(Stored data)
↓
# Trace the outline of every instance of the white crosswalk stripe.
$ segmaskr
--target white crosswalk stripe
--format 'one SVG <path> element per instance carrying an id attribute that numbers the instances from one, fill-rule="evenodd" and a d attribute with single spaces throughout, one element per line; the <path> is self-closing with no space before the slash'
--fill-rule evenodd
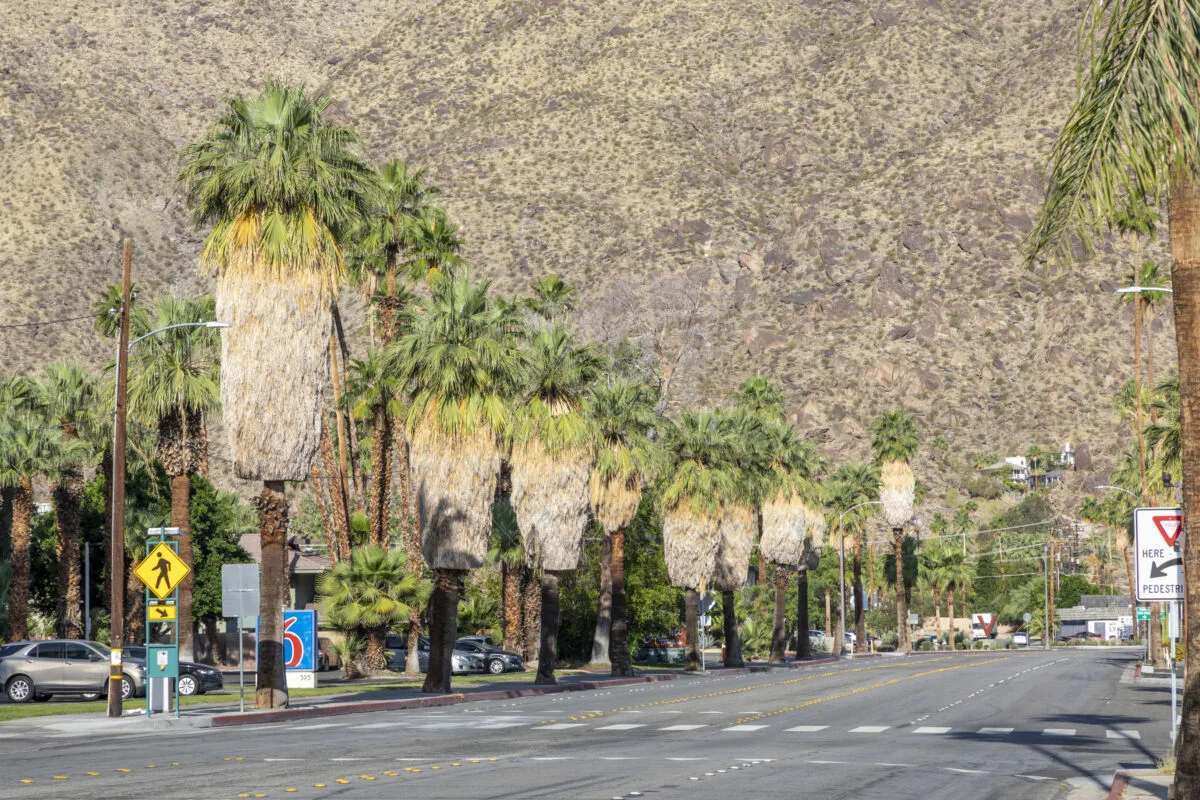
<path id="1" fill-rule="evenodd" d="M 1105 731 L 1104 736 L 1107 739 L 1141 739 L 1142 735 L 1137 731 Z"/>
<path id="2" fill-rule="evenodd" d="M 646 727 L 646 726 L 641 723 L 636 724 L 636 725 L 604 725 L 602 727 L 597 728 L 596 730 L 598 730 L 598 731 L 631 731 L 634 728 L 644 728 L 644 727 Z"/>
<path id="3" fill-rule="evenodd" d="M 851 733 L 883 733 L 890 727 L 891 727 L 890 725 L 859 725 L 857 728 L 854 728 L 850 732 Z"/>
<path id="4" fill-rule="evenodd" d="M 1074 736 L 1074 728 L 1046 728 L 1042 731 L 1042 736 Z"/>
<path id="5" fill-rule="evenodd" d="M 946 733 L 949 730 L 950 730 L 949 728 L 936 728 L 936 727 L 917 728 L 916 730 L 913 731 L 913 733 Z"/>
<path id="6" fill-rule="evenodd" d="M 582 722 L 556 722 L 553 725 L 537 725 L 540 731 L 563 731 L 567 728 L 582 728 Z"/>
<path id="7" fill-rule="evenodd" d="M 985 734 L 1012 733 L 1013 729 L 1012 728 L 980 728 L 979 732 L 985 733 Z"/>
<path id="8" fill-rule="evenodd" d="M 767 727 L 767 726 L 766 725 L 731 725 L 730 727 L 726 728 L 725 730 L 731 731 L 733 733 L 750 733 L 751 731 L 760 731 L 765 727 Z"/>
<path id="9" fill-rule="evenodd" d="M 668 725 L 665 728 L 659 728 L 660 731 L 694 731 L 697 728 L 707 728 L 707 725 Z"/>
<path id="10" fill-rule="evenodd" d="M 816 733 L 828 727 L 828 725 L 797 725 L 794 728 L 788 728 L 784 733 Z"/>

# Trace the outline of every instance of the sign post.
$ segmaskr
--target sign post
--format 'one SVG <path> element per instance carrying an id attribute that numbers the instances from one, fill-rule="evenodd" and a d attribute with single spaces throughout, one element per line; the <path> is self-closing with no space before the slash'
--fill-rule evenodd
<path id="1" fill-rule="evenodd" d="M 246 666 L 242 650 L 242 620 L 258 617 L 258 564 L 221 565 L 221 616 L 237 620 L 238 695 L 246 710 Z"/>
<path id="2" fill-rule="evenodd" d="M 283 669 L 289 689 L 317 688 L 317 612 L 283 612 Z"/>
<path id="3" fill-rule="evenodd" d="M 146 717 L 175 711 L 179 716 L 179 584 L 191 572 L 176 552 L 179 545 L 168 542 L 179 528 L 151 528 L 158 541 L 146 542 L 146 558 L 133 574 L 146 586 Z M 169 643 L 152 641 L 154 626 L 165 625 Z"/>
<path id="4" fill-rule="evenodd" d="M 1179 635 L 1179 602 L 1183 600 L 1183 511 L 1179 508 L 1135 508 L 1133 543 L 1137 551 L 1138 600 L 1167 600 L 1171 640 L 1171 741 L 1179 722 L 1175 687 L 1175 640 Z M 1138 609 L 1141 617 L 1141 609 Z M 1150 636 L 1161 635 L 1150 625 Z M 1147 637 L 1148 638 L 1148 637 Z"/>

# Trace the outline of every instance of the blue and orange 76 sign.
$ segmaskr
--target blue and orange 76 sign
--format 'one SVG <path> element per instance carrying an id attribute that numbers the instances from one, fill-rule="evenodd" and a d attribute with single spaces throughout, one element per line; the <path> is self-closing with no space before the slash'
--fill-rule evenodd
<path id="1" fill-rule="evenodd" d="M 283 664 L 290 670 L 317 669 L 317 612 L 283 612 Z"/>

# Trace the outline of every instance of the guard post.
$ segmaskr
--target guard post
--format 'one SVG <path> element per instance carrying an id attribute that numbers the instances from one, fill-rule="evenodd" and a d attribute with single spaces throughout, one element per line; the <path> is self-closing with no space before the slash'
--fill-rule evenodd
<path id="1" fill-rule="evenodd" d="M 179 716 L 179 584 L 191 568 L 179 557 L 178 541 L 167 537 L 178 537 L 180 532 L 179 528 L 151 528 L 146 558 L 133 569 L 146 586 L 147 718 L 171 711 Z"/>

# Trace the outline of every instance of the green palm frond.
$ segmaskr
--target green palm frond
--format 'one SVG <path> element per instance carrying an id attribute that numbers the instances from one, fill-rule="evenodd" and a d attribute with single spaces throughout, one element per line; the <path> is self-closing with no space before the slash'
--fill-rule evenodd
<path id="1" fill-rule="evenodd" d="M 1026 241 L 1030 259 L 1069 255 L 1126 207 L 1161 197 L 1176 164 L 1200 164 L 1200 24 L 1190 3 L 1094 0 L 1083 21 L 1079 91 L 1050 157 Z"/>
<path id="2" fill-rule="evenodd" d="M 216 319 L 211 297 L 164 297 L 138 326 L 146 330 Z M 204 327 L 175 328 L 138 342 L 130 354 L 129 411 L 147 425 L 186 411 L 208 415 L 221 404 L 221 339 Z"/>
<path id="3" fill-rule="evenodd" d="M 783 390 L 762 375 L 742 381 L 733 393 L 733 402 L 763 419 L 783 421 Z"/>
<path id="4" fill-rule="evenodd" d="M 576 346 L 565 328 L 554 326 L 529 339 L 526 365 L 525 399 L 515 415 L 513 442 L 537 439 L 551 452 L 591 442 L 584 401 L 603 365 L 595 348 Z"/>
<path id="5" fill-rule="evenodd" d="M 921 432 L 903 409 L 889 411 L 871 423 L 871 449 L 881 461 L 908 461 L 917 452 Z"/>
<path id="6" fill-rule="evenodd" d="M 431 588 L 420 575 L 408 572 L 402 550 L 370 545 L 356 549 L 317 579 L 321 611 L 344 630 L 390 628 L 422 607 Z"/>
<path id="7" fill-rule="evenodd" d="M 650 482 L 662 468 L 663 450 L 650 440 L 662 424 L 653 390 L 643 383 L 610 380 L 592 389 L 587 414 L 596 437 L 595 471 L 606 481 Z"/>
<path id="8" fill-rule="evenodd" d="M 562 319 L 579 304 L 579 291 L 557 275 L 543 275 L 533 282 L 533 297 L 523 305 L 545 320 Z"/>

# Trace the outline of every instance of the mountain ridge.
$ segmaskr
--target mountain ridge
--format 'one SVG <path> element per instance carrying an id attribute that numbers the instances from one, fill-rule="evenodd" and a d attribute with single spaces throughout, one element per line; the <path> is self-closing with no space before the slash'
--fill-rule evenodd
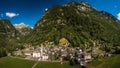
<path id="1" fill-rule="evenodd" d="M 23 22 L 20 24 L 14 24 L 14 27 L 22 34 L 28 35 L 30 31 L 33 29 L 29 25 L 24 24 Z"/>
<path id="2" fill-rule="evenodd" d="M 20 33 L 9 20 L 0 20 L 0 57 L 7 56 L 8 53 L 21 48 L 19 43 Z"/>
<path id="3" fill-rule="evenodd" d="M 8 37 L 17 37 L 19 35 L 19 32 L 15 29 L 11 22 L 6 19 L 0 20 L 0 33 L 6 34 Z"/>
<path id="4" fill-rule="evenodd" d="M 91 41 L 119 45 L 119 23 L 111 14 L 98 11 L 85 2 L 57 5 L 49 8 L 35 24 L 28 42 L 37 45 L 54 41 L 58 44 L 64 37 L 73 47 L 87 42 L 90 45 Z"/>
↑
» **To do**
Counting only lines that contain the string "mountain", how many are there in the data above? Give the number alone.

» **Finished exercise**
2